:: READING PASSAGE
Gaussian Mixture Models

This set takes inspiration from chapter 9.2 of (Bishop 2006). We assume that the reader already knows quite well what is a Gaussian mixture model and we will just restate the models here. We will discuss the problem of estimating the best possible parameters (so, this is a density estimation problem) when the data is generated by a mixture of Gaussians.

$$ \mathcal{N}(x \mid \mu, \Sigma) = \frac{1}{\sqrt{ 2\pi }} \frac{1}{\lvert \Sigma \rvert^{1/2} } \exp \left( -\frac{1}{2} (x - \mu)^{T} \Sigma^{-1}(x - \mu) \right) $$

Problem statement 🟩

$$ p(z) = \prod_{i = 1}^{k} \pi_{i}^{z_{i}} $$

Because we know that $z$ is a $k$ dimensional vector that has a single digit indicating which Gaussian was chosen.
::::
STATED TASK 1 — According to the Gaussian mixture models text, which chapter of which work inspired the set?
STATED TASK 2 — Extend the Gaussian mixture models text, beginning after its final sentence.
The material placed after this point comes from a separate source, not from the Gaussian mixture models text.
:: GIVEN DATA
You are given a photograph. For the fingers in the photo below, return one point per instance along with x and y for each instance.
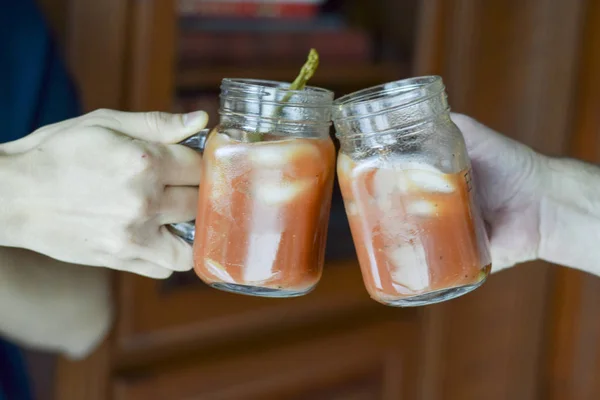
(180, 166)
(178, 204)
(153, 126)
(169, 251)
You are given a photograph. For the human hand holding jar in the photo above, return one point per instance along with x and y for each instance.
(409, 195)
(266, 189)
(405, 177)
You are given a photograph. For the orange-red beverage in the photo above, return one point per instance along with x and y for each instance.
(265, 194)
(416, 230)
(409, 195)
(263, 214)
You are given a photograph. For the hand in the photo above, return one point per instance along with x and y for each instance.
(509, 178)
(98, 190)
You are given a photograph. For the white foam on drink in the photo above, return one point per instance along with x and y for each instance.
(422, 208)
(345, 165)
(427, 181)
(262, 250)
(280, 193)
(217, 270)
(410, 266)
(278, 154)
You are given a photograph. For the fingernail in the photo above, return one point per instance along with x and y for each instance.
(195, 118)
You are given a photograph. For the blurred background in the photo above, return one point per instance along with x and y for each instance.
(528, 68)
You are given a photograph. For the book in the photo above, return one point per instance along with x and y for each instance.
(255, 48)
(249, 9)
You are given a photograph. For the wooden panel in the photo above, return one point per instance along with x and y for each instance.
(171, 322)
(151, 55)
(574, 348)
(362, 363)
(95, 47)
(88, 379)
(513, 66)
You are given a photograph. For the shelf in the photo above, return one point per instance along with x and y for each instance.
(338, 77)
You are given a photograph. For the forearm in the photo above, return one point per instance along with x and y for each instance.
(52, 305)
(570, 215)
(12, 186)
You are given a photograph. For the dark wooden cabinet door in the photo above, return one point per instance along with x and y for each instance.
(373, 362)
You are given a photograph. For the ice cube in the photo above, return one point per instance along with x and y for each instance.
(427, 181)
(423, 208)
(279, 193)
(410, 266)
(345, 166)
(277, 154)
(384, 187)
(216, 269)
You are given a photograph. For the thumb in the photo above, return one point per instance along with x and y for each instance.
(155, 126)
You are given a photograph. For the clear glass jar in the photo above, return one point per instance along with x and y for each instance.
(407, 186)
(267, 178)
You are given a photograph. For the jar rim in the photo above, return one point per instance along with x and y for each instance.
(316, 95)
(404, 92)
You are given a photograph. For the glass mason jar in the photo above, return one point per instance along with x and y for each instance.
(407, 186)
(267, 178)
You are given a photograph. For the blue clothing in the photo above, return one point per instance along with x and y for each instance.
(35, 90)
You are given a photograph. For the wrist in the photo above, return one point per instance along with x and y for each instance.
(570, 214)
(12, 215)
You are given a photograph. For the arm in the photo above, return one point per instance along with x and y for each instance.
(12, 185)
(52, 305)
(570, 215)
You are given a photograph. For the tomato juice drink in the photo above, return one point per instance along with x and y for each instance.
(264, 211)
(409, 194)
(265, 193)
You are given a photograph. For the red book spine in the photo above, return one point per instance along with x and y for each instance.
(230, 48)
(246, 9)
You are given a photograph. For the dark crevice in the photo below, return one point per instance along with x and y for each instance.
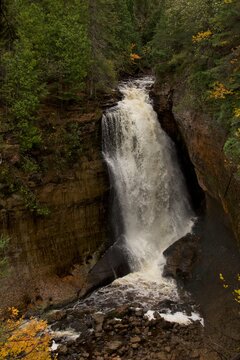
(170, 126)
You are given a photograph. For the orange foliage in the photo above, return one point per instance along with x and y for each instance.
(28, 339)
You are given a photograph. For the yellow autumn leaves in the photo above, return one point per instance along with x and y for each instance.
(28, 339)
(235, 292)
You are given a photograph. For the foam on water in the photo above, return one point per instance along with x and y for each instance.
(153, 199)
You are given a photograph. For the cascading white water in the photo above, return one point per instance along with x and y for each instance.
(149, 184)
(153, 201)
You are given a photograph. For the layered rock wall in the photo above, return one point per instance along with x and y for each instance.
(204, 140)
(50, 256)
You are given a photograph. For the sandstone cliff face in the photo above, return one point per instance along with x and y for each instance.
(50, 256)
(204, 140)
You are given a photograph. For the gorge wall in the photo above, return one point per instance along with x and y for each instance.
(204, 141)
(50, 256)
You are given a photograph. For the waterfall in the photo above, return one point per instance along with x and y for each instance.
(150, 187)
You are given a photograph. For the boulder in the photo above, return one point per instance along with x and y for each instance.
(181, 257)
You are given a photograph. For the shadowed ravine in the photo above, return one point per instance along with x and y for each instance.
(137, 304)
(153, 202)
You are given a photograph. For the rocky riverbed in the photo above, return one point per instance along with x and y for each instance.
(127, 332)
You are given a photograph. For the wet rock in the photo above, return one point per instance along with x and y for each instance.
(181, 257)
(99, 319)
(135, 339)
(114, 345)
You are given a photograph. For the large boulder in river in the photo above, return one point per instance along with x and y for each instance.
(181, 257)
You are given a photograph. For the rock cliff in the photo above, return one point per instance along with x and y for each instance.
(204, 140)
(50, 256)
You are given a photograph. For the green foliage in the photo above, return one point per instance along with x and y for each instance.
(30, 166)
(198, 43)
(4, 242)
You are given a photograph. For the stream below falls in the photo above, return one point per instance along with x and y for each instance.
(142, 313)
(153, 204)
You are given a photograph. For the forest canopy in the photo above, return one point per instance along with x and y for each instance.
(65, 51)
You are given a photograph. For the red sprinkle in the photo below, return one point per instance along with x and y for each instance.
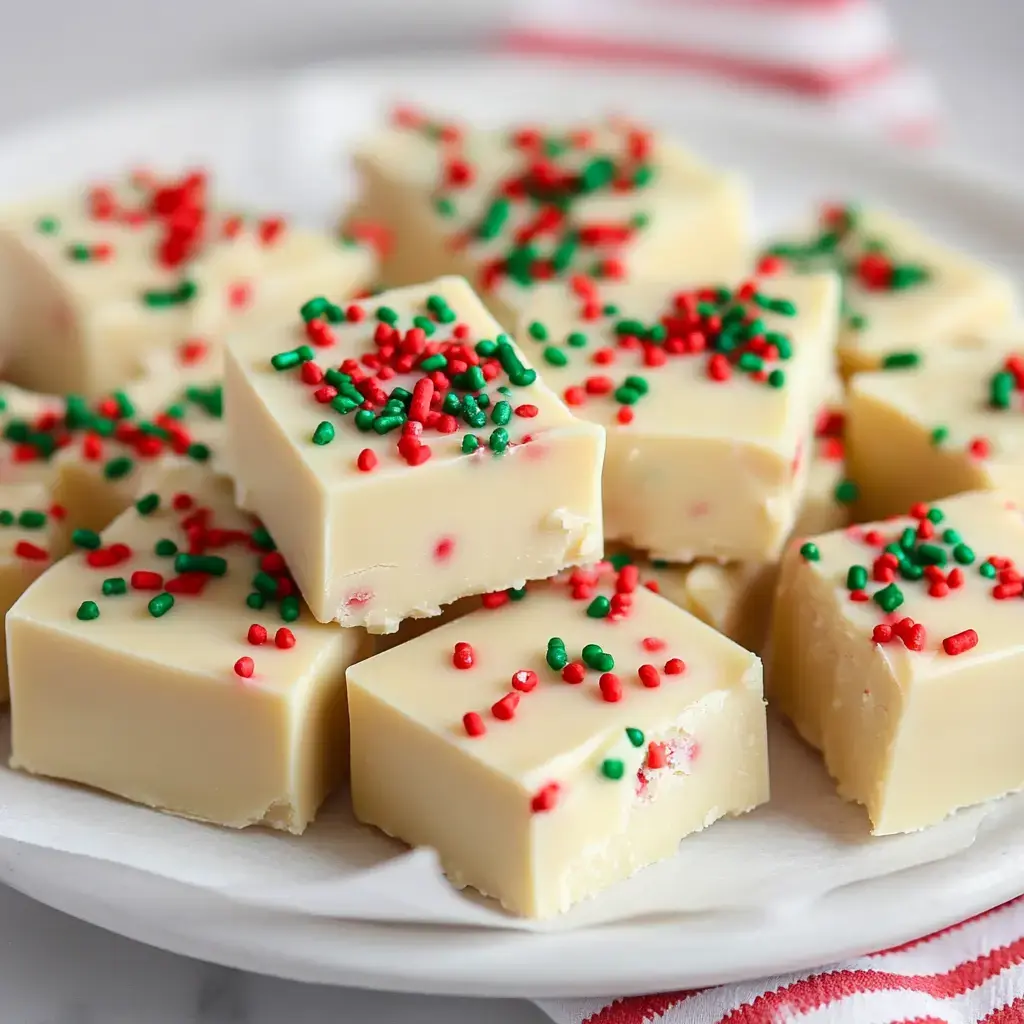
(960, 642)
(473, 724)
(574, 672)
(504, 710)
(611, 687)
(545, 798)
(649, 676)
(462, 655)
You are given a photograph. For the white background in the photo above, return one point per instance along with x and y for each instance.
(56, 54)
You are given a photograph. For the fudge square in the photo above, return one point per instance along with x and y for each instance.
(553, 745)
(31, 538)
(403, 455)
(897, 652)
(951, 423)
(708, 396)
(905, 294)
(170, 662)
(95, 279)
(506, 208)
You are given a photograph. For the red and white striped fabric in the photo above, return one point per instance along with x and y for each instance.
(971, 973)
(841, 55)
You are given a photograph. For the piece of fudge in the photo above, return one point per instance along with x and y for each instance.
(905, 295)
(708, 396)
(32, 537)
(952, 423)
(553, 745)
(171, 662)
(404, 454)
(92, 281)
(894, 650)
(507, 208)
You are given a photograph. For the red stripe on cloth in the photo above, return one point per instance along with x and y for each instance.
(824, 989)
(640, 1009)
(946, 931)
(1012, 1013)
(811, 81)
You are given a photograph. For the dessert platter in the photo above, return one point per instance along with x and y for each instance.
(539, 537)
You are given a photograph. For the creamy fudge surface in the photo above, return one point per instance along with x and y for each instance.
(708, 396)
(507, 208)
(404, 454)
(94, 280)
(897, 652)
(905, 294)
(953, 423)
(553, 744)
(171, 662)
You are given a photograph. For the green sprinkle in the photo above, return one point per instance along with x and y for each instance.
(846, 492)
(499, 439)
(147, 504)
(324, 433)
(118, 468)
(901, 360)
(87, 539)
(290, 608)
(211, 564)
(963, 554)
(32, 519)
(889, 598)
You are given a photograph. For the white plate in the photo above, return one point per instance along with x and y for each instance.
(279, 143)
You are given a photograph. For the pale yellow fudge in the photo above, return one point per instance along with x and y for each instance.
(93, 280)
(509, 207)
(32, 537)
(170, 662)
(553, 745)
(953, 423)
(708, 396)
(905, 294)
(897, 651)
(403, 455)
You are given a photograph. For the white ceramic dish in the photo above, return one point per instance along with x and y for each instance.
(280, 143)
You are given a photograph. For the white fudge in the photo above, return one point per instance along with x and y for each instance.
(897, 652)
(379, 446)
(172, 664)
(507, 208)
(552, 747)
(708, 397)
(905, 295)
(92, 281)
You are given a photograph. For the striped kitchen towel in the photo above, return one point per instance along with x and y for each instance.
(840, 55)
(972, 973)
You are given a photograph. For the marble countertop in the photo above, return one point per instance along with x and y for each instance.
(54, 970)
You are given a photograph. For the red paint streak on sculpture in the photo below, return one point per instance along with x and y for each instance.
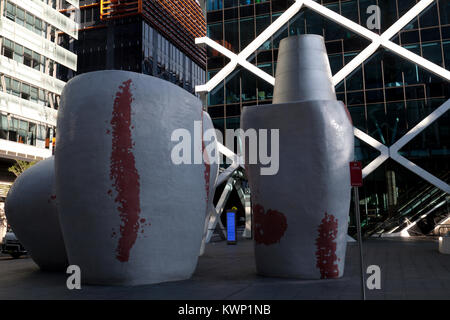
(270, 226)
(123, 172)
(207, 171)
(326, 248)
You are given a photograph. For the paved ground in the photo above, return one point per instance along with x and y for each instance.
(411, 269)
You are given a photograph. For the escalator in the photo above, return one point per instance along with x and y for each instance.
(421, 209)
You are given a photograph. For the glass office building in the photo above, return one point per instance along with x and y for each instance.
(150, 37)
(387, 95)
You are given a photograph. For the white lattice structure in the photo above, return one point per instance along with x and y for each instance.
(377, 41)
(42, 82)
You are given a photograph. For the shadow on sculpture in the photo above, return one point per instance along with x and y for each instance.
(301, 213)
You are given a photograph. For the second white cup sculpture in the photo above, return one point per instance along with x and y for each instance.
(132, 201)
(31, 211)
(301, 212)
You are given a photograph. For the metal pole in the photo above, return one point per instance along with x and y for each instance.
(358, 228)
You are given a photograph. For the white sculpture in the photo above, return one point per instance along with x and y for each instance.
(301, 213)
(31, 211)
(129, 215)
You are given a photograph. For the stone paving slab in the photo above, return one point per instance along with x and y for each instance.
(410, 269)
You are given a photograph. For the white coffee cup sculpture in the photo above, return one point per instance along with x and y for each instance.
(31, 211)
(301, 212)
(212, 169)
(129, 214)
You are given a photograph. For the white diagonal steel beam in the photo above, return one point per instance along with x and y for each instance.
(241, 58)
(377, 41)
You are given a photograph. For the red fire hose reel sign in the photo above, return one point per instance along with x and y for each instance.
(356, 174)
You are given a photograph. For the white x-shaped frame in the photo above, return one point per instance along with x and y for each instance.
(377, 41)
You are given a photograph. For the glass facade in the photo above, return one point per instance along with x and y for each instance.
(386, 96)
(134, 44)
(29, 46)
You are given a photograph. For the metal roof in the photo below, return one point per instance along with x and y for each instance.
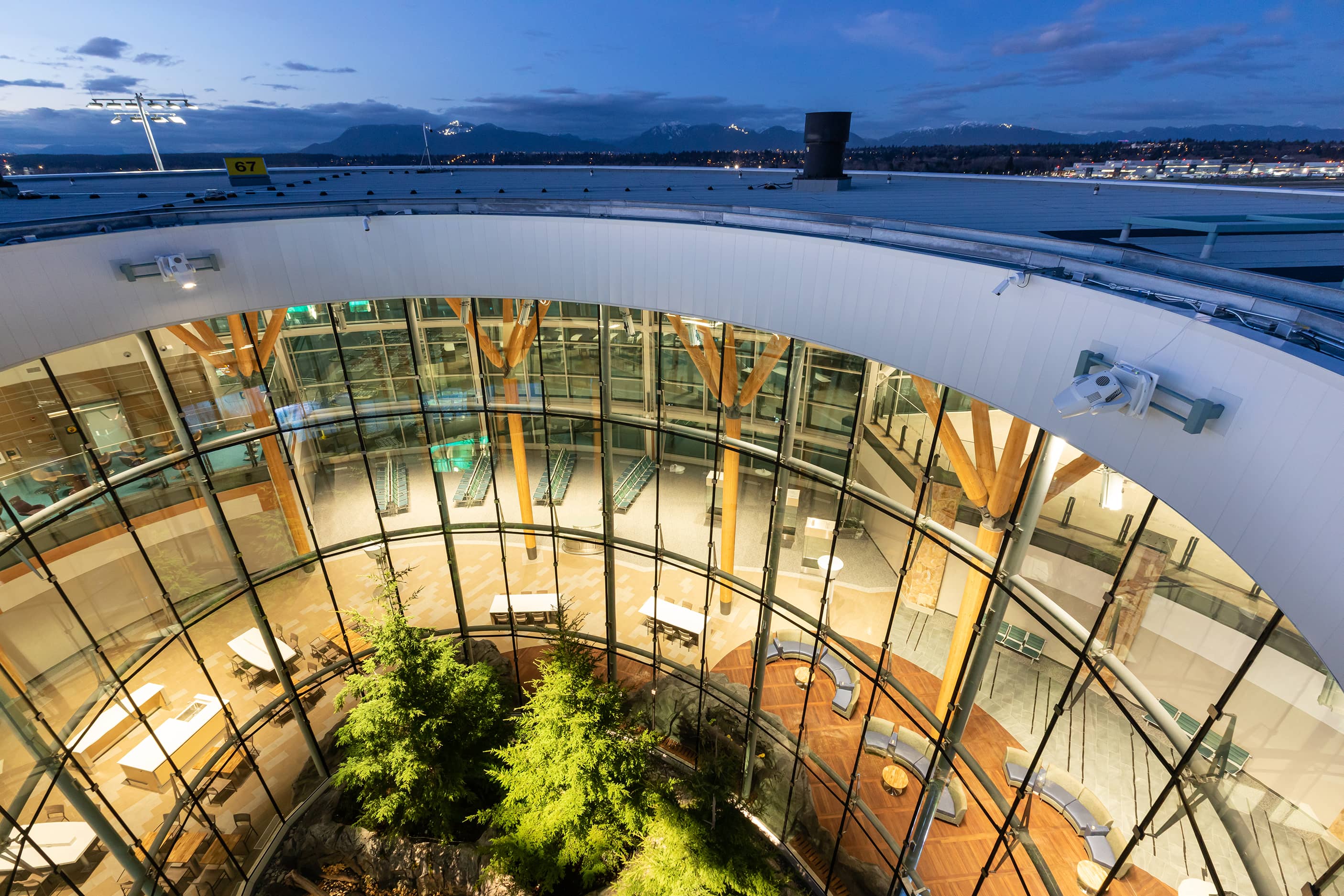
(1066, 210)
::::
EXERCISE RESPONSE 1 — Chapter 9.2 of Bishop (2006).

EXERCISE RESPONSE 2 —
The Maximum Likelihood problem 🟩–

$$ \min_{\pi, \mu, \Sigma} \log p(X \mid \pi, \mu, \Sigma) = \sum_{n = 1}^{N} \log \left\{ \sum_{i = 1}^{K} \pi_{i} \mathcal{N}(x_{n} \mid \mu_{k}, \Sigma_{k}) \right\} $$$$ \Theta = \left\{ \pi_{k}, \mu_{k}, \Sigma_{k} : k \leq K \right\} $$$$ \mathcal{N}(x_{n} \mid x_{n}, \mu_{i}, \sigma_{i}) = \frac{1}{\sqrt{ 2\pi } \sigma_{_{i}}} $$

If we have a single point, and $\sigma_{i} \to 0$ which is reasonable because we have a single point on the mean, then this value explodes and makes the whole log-likelihood to go to infinity. This is a case we don’t want to explore. There are some methods that try to solve this problem. But in this setting we don’t want to explore this, and focus on the expectation maximization algorithm.

Ideas for the solution 🟨

$$ \log p(X, Z) = \sum_{n = 1}^{N}\log \left\{ \pi_{z} \mathcal{N}(x_{n} \mid \mu_{z}, \Sigma_{z}) \right\} = \sum_{n = 1}^{N} (\log \pi_{z} + \log\mathcal{N}(x_{n} \mid \mu_{z}, \Sigma_{z})) $$$$ \log p(X) = \mathbb{E}_{Z \sim q} \left[ \log \frac{P(X, Z)}{P(Z \mid X)} \right] $$

Using product rule and using the expectation to get rid of the $Z$.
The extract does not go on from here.